## WHAT IS NEEDED
Could you rewrite the rows below with every "Locations" switched to "Coordinates", keeping all else unchanged and leaving out the pictures?

## PROVIDED DATA
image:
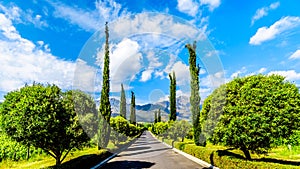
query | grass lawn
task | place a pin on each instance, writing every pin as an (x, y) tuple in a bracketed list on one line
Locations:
[(85, 158), (48, 161), (280, 157)]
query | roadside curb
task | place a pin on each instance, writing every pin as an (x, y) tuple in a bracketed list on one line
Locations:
[(195, 159)]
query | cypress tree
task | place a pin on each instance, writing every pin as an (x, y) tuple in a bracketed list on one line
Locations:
[(159, 116), (155, 117), (123, 103), (132, 109), (172, 96), (105, 107), (195, 97)]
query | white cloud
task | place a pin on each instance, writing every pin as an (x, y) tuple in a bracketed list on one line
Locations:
[(264, 33), (23, 61), (212, 4), (125, 62), (106, 11), (189, 7), (15, 14), (213, 81), (238, 73), (182, 73), (212, 53), (261, 12), (262, 70), (295, 55), (146, 75), (289, 74), (155, 23)]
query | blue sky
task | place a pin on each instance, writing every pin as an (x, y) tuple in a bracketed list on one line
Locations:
[(61, 42)]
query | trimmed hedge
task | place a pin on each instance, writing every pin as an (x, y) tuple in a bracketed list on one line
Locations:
[(227, 160)]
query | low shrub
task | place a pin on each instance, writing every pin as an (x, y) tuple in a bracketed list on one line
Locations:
[(227, 160)]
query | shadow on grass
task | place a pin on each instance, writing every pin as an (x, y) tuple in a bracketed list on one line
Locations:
[(83, 162), (268, 160)]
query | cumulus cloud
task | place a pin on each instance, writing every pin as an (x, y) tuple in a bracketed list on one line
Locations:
[(264, 33), (125, 62), (189, 7), (106, 11), (146, 75), (16, 14), (262, 70), (264, 11), (212, 4), (289, 74), (22, 61), (295, 55), (238, 73)]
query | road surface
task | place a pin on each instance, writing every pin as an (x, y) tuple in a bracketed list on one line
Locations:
[(147, 152)]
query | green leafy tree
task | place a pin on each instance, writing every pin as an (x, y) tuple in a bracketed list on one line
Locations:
[(155, 117), (132, 109), (172, 96), (159, 116), (85, 108), (43, 116), (160, 128), (195, 96), (179, 129), (105, 107), (123, 103), (259, 111), (120, 128)]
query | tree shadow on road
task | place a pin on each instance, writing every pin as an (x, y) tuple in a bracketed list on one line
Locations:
[(128, 164), (82, 162), (142, 152), (269, 160)]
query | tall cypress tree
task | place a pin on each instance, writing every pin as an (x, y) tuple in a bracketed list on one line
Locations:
[(123, 103), (132, 109), (155, 117), (195, 97), (105, 107), (159, 116), (172, 96)]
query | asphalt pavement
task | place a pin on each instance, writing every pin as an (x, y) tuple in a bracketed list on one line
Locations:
[(147, 152)]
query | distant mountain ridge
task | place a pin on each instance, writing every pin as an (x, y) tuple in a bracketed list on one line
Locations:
[(145, 112)]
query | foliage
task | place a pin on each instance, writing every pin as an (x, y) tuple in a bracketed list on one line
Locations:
[(172, 96), (159, 116), (195, 97), (44, 117), (105, 107), (132, 109), (12, 150), (155, 117), (121, 129), (160, 128), (259, 111), (179, 129), (123, 103), (85, 108)]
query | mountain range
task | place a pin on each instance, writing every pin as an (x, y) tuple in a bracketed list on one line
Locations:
[(145, 112)]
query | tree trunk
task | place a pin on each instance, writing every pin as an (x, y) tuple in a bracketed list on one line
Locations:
[(28, 152), (57, 158), (247, 153)]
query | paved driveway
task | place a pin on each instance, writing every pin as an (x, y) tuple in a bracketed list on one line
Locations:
[(147, 152)]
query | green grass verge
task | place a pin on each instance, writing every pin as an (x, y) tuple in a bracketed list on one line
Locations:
[(222, 157), (83, 159)]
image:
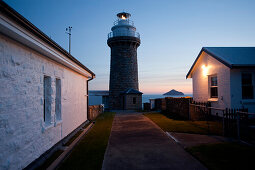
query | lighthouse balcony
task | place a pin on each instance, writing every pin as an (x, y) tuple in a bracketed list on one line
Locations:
[(123, 34), (123, 22)]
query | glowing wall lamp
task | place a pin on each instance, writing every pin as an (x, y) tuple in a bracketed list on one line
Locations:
[(205, 70)]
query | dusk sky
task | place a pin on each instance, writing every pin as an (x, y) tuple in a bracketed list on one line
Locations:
[(172, 33)]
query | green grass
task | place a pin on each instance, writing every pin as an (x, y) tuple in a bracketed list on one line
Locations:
[(225, 156), (185, 126), (89, 153), (76, 135), (73, 138), (50, 160)]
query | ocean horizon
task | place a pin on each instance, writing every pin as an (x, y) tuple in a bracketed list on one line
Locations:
[(146, 97)]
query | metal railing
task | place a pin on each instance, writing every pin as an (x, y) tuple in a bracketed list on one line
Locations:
[(124, 33), (123, 22)]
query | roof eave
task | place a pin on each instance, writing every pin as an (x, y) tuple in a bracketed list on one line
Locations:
[(10, 12)]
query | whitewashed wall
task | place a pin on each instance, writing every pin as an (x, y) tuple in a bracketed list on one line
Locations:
[(236, 90), (23, 136), (200, 81)]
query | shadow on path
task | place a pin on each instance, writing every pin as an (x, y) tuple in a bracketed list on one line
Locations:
[(137, 143)]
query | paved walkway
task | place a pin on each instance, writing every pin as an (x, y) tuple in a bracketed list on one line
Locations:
[(137, 143)]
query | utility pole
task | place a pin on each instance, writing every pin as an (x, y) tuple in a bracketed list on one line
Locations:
[(69, 33)]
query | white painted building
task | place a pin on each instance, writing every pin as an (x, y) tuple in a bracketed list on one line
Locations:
[(99, 97), (225, 76), (43, 91)]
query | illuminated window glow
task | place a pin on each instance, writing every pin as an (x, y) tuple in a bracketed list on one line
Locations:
[(205, 70)]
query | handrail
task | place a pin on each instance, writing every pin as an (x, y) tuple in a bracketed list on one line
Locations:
[(126, 22), (124, 33)]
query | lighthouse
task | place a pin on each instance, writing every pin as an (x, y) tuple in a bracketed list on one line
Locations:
[(124, 91)]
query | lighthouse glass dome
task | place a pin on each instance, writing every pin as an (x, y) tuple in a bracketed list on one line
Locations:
[(123, 26)]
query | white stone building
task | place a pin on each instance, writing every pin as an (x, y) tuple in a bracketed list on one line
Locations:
[(225, 76), (43, 91)]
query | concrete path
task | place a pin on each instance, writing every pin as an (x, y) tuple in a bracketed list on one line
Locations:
[(189, 140), (137, 143)]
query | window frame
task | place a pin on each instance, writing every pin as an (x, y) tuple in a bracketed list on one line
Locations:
[(247, 85), (58, 95), (47, 98), (134, 100), (213, 86)]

## ANSWER TO THIS TASK
image:
query | grass lawn
task | place a pin on each instance, writing every pin as an (x, y) tuple in a bracketed list on one line
Coordinates:
[(85, 158), (48, 161), (280, 157)]
query | roadside curb
task | place a pin on each instance, writing every pin as an (x, y) tuple in a bracketed list on one line
Coordinates:
[(195, 159)]
query | cypress tree
task | place a pin on each instance, writing every pin as an (x, y) tuple in a bracketed list on one line
Coordinates:
[(159, 116), (155, 117), (123, 103), (132, 109), (172, 96), (105, 107), (195, 97)]
query | white cloud
task | place a pin on each instance, writing every pin as an (x, y) tuple in a bracketed list on one line
Coordinates:
[(264, 33), (23, 61), (212, 4), (125, 62), (106, 11), (189, 7), (15, 14), (213, 81), (238, 73), (182, 73), (212, 53), (261, 12), (262, 70), (295, 55), (146, 75), (289, 74), (155, 23)]
query | blue sky
task | place a pin on each instance, writing every pin as an (x, y) tuple in a bracketed list on one line
Coordinates:
[(61, 42)]
query | trimmed hedge
task | place a pin on each instance, writing every pin as an (x, y) tuple in a bracketed list on one line
Coordinates:
[(227, 160)]
query | low shrub
task | place a pin on each instance, writing every pin as an (x, y) tuple in a bracketed list on one line
Coordinates:
[(227, 160)]
query | shadow on grass
task | place a pin on each instance, writing every pin as an (x, y) tuple in a bracketed list on one line
Coordinates:
[(83, 162), (268, 160)]
query | cumulus cloud
task | place a pin on each instance, writing every pin as an (x, y) tuple in a bracketed list on one line
Coordinates:
[(264, 33), (125, 62), (189, 7), (106, 11), (146, 75), (16, 14), (262, 70), (264, 11), (212, 4), (289, 74), (22, 61), (295, 55), (238, 73)]
query | road surface
task | place a pin on each instance, writing every pin as an (x, y) tuple in a bracketed list on one line
Coordinates:
[(147, 152)]
query | green leafy tree
task | place a pin on each instance, writing every pin as an (x, y) tuple in a bracketed list on one line
Coordinates:
[(155, 117), (132, 109), (172, 96), (159, 116), (85, 108), (43, 116), (160, 128), (195, 96), (179, 129), (105, 107), (123, 103), (259, 111), (120, 128)]
query | tree shadow on road
task | place a pin on each instance, writing every pin as an (x, y) tuple in a bracketed list on one line
Coordinates:
[(128, 164), (82, 162), (142, 152), (269, 160)]
query | tall cypress tree
task | place a pin on each instance, writing every pin as an (x, y) tuple in a bracketed list on one line
Coordinates:
[(123, 103), (132, 109), (155, 117), (195, 97), (105, 107), (159, 116), (172, 96)]
query | asphalt pavement
task | place a pin on each instance, writing every pin as an (x, y) tuple in a bracketed list on one line
Coordinates:
[(147, 152)]
query | distant mountain ridge
task | place a pin on each instance, writing every pin as an (x, y) tuple in a bracketed list on one line
Coordinates:
[(145, 112)]
query | foliage
task | place a pin on each instance, writing every pin as an (x, y) tuple in a bracketed list on one line
Coordinates:
[(172, 96), (159, 116), (195, 97), (44, 117), (105, 107), (132, 109), (12, 150), (155, 117), (121, 129), (160, 128), (259, 111), (179, 129), (123, 103), (85, 108)]
query | mountain range
task | place a pin on each instance, writing every pin as an (x, y) tuple in a bracketed list on one line
Coordinates:
[(145, 112)]
query | tree trunk
task | place a pin on each instance, writing every pin as an (x, y) tuple in a bracketed list on one line
Coordinates:
[(28, 152), (57, 158), (247, 153)]
query | paved driveway
task | place a pin on each instance, writing every pin as an (x, y) tuple in a bracketed list on one line
Coordinates:
[(147, 152)]
query | green grass verge
task | place a pin on each instance, writing every pin as an (x, y) tuple in a bracketed list on one line
Coordinates:
[(222, 157), (83, 159)]
image:
query | lighthouse balcony
task | place a pin on each instance, writing every pin as an (x, y) tuple in a bracketed list on one line
Coordinates:
[(123, 34), (123, 22)]
query | glowing wall lamp
task | place a pin on each instance, writing every pin as an (x, y) tuple in a bracketed list on one line
Coordinates:
[(205, 70)]
query | dusk sky
task | place a pin on each instance, writing every pin as an (x, y) tuple in a bracketed list on one line
Coordinates:
[(172, 33)]
query | green grass
task | place a pin on each instance, writing every pin as an (x, y) tuple in a bracketed list on one line
Coordinates:
[(225, 156), (185, 126), (89, 153), (76, 135), (73, 138), (50, 160)]
query | ocean horizon
task | place a pin on each instance, writing every pin as an (x, y) tuple in a bracketed list on one line
Coordinates:
[(146, 97)]
query | metal railing
task | place a pin on each instance, writing every pin as an (x, y) tuple in a bracketed list on one line
Coordinates:
[(124, 33), (123, 22)]
query | roof eave
task | place a pin on each instance, writing every pin as an (x, y) tuple in a bracketed list on one line
Coordinates:
[(10, 12)]
query | whitewashed wall
task | place a pin on each instance, writing every pin as an (x, y) tuple in a bracketed list on one line
Coordinates:
[(236, 90), (23, 136), (200, 81)]
query | shadow on path
task | place a pin on each instance, writing every pin as an (x, y) tuple in a bracketed list on one line
Coordinates:
[(137, 143)]
query | paved walkway
task | place a pin on each instance, writing every pin as an (x, y) tuple in a bracketed list on one line
Coordinates:
[(137, 143)]
query | utility pole
task | place a pin on each instance, writing every pin as an (x, y) tuple in a bracketed list on one line
Coordinates:
[(69, 33)]
query | white painted building
task | place a pin on each instance, writing every pin as an (x, y) tuple in a bracketed list on one line
Coordinates:
[(99, 97), (225, 76), (43, 91)]
query | illuminated window glow
task | place a pin on each instance, writing every pin as an (x, y) tuple in a bracketed list on one line
Coordinates:
[(205, 70)]
query | handrail
task | place a pin on each instance, writing every pin as an (x, y) tuple in a bracketed list on one line
Coordinates:
[(126, 22), (124, 33)]
query | lighthouse
task | place a pin on each instance, writing every pin as an (x, y) tuple in a bracketed list on one line
Coordinates:
[(124, 91)]
query | lighthouse glass dome
task | place a pin on each instance, writing every pin as an (x, y) tuple in a bracketed list on one line
Coordinates:
[(123, 26)]
query | white stone building
task | place a pin on each instance, writing every pin as an (x, y) tuple in a bracketed list on one line
Coordinates:
[(225, 76), (43, 91)]
query | concrete path
task | place a pin on each instance, writing every pin as an (x, y) tuple in a bracketed list on one line
Coordinates:
[(189, 140), (137, 143)]
query | window frame
task | place a pin on each instance, writing every pin as an (x, y) tuple in a bracketed list on one line
Coordinates:
[(247, 85), (58, 95), (47, 98), (134, 100), (213, 86)]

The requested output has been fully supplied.